The listing must be reproduced in full, exactly as it stands.

"""

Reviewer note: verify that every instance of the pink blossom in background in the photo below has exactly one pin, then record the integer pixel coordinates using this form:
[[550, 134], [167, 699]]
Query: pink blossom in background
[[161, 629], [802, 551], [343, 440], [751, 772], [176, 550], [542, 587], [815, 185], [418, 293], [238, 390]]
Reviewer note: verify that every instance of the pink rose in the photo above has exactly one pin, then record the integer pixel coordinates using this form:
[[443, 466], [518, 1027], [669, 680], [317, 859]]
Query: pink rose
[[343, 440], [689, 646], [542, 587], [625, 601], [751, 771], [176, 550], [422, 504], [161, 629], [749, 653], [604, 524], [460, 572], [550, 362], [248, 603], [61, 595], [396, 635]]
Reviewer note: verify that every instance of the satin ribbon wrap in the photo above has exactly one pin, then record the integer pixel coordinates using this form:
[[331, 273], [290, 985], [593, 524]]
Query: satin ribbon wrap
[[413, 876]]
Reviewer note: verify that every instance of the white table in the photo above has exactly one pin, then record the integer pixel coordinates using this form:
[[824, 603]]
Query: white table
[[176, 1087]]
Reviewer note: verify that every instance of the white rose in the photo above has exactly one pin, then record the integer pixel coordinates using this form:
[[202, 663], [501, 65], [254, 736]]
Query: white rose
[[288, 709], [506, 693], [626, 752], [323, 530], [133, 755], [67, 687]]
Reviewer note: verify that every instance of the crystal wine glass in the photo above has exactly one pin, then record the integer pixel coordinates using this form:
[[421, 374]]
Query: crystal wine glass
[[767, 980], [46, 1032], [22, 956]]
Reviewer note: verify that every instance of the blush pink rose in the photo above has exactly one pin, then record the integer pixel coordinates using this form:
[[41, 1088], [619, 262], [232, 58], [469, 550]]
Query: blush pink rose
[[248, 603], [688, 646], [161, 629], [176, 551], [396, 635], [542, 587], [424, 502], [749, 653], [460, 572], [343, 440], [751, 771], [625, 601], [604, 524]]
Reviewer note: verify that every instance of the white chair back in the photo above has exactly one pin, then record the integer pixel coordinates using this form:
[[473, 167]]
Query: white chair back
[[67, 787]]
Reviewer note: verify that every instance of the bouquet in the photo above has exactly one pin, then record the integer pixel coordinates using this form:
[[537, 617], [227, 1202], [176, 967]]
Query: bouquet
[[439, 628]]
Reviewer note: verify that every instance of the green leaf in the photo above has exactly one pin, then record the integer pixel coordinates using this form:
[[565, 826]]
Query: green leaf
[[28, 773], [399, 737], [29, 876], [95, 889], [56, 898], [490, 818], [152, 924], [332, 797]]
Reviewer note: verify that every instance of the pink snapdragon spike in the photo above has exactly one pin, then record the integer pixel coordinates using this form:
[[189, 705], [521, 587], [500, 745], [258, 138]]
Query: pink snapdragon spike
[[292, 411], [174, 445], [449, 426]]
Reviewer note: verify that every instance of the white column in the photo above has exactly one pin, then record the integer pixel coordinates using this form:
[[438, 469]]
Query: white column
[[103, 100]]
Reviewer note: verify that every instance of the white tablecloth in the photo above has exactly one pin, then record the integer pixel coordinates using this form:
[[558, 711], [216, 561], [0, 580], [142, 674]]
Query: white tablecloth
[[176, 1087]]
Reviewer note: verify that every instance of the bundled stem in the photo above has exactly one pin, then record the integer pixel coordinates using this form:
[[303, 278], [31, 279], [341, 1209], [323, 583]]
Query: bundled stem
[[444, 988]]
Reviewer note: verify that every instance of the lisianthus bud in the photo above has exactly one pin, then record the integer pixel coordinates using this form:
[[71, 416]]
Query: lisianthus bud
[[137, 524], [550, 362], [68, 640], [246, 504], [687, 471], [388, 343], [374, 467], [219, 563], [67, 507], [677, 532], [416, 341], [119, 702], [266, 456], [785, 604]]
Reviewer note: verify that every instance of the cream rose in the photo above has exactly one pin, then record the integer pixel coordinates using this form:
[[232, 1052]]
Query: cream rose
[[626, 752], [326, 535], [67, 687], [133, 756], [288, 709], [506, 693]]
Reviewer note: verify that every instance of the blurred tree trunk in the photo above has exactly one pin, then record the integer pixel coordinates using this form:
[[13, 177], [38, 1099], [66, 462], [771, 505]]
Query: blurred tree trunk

"""

**The output:**
Reviewer note: verify that every instance of the pink blossom in background in the photo below has exactly one pin, then record the integer pixel coordinates using this form:
[[550, 134], [167, 699]]
Query: pink blossom in background
[[161, 629], [802, 551], [343, 440], [751, 772], [176, 550], [542, 587], [815, 185], [418, 293], [238, 390]]
Reviewer note: verify that every instance of the pink rose in the photo above has exactly one pin, then record the integer pixel coordinates using this form:
[[443, 466], [518, 1027], [669, 680], [317, 859]]
Query: pink rose
[[343, 440], [689, 646], [542, 587], [625, 601], [751, 771], [176, 550], [422, 504], [161, 629], [749, 653], [604, 524], [460, 572], [550, 362], [248, 603], [61, 595], [396, 635]]
Reviewer note: verify that every instance of the satin ribbon wrap in the photo above has exactly one pin, then record the integer pixel coordinates using this form:
[[331, 273], [290, 985], [593, 524]]
Query: satin ribbon wrap
[[413, 876]]
Reviewer note: verify that every instance of the white table in the photo above has exactly one pin, then record the integer pixel coordinates using this form:
[[824, 603]]
Query: white table
[[176, 1087]]
Reviewer note: verify that every instance of the white rose in the photo above has exactly one pin, then record the integer pixel coordinates using this form:
[[202, 663], [501, 65], [254, 736]]
Query: white rose
[[288, 709], [506, 693], [626, 752], [323, 530], [133, 755], [67, 687]]
Reviewer note: verify that every instance of the crystal wine glass in the photo above has exactly one pin, then record the integer pixel coordinates using this form:
[[421, 374]]
Query: crystal wine glass
[[767, 980], [46, 1032], [22, 956]]
Reviewer note: verify that every instance of the blush pink rose in the photo above has exactly one pin, then record the integer pixel coordinates using this form:
[[41, 1088], [619, 262], [232, 58], [469, 550]]
Query: blush pink rose
[[248, 603], [688, 646], [161, 629], [176, 551], [396, 635], [542, 587], [424, 502], [749, 653], [460, 572], [343, 440], [751, 771], [625, 601], [604, 524]]
Reviewer note: verify that every instance of the white chair back in the photo above has exactly one pin, then record the integer pixel coordinates using this form:
[[473, 167]]
Query: white chair back
[[67, 787]]
Reviewer note: verify that every instance of the bouquet in the photo above has exactly one pin, then record the integer pixel coordinates using this form:
[[537, 617], [227, 1202], [176, 967]]
Query: bouquet
[[439, 628]]
Reviewer note: verify that every instance of the green leaf in the photo above has exactly one pin, then record the integer pixel coordinates using this form:
[[565, 826]]
Query: green leaf
[[28, 773], [399, 737], [29, 876], [95, 889], [56, 898], [490, 818], [152, 924], [332, 797]]
Reviewer note: verify that every instance of the pink snapdragon spike in the photo above has exactly one pin, then record the integer pixel coordinates using this form:
[[189, 705], [521, 587], [500, 745], [258, 138]]
Query: pink snapdragon spike
[[292, 411], [174, 445], [449, 426]]
Reviewer note: verify that every instance of the white column in the photo above has exactly one pin, then record the integer pixel coordinates using this form:
[[438, 469]]
Query: white column
[[103, 100]]
Reviewer note: verify that every instance of the white tablecloth in the photo above has exactly one pin, then record the integer pixel coordinates using this form:
[[558, 711], [216, 561], [0, 580], [142, 674]]
Query: white tablecloth
[[176, 1087]]
Reviewer note: verify that every instance of the bundled stem in the photo above has exactly one pin, then record the integer pixel coordinates using this form:
[[303, 278], [31, 279], [341, 1209], [323, 583]]
Query: bundled stem
[[444, 988]]
Reviewer note: verify that every instance of the lisianthus bud in the photo above has exactly one pin, then record the integer pixel coordinates using this form:
[[71, 416]]
Query: lisianthus bud
[[137, 524], [550, 362], [68, 640], [246, 504], [687, 471], [388, 343], [374, 467], [219, 563], [67, 507], [677, 532], [416, 341], [119, 702], [266, 456], [785, 604]]
Reviewer note: verify that every instance of the cream rose in the photo above has exactly one pin, then record the integer pixel coordinates using this form:
[[232, 1052]]
Query: cream rose
[[626, 752], [326, 535], [67, 687], [133, 756], [288, 709], [506, 693]]
Reviewer note: verify that every instance of the blurred tree trunk in the photo above has exactly one pin, then record the integer pixel coordinates using this form:
[[13, 177], [38, 1099], [66, 462], [771, 505]]
Query: blurred tree trunk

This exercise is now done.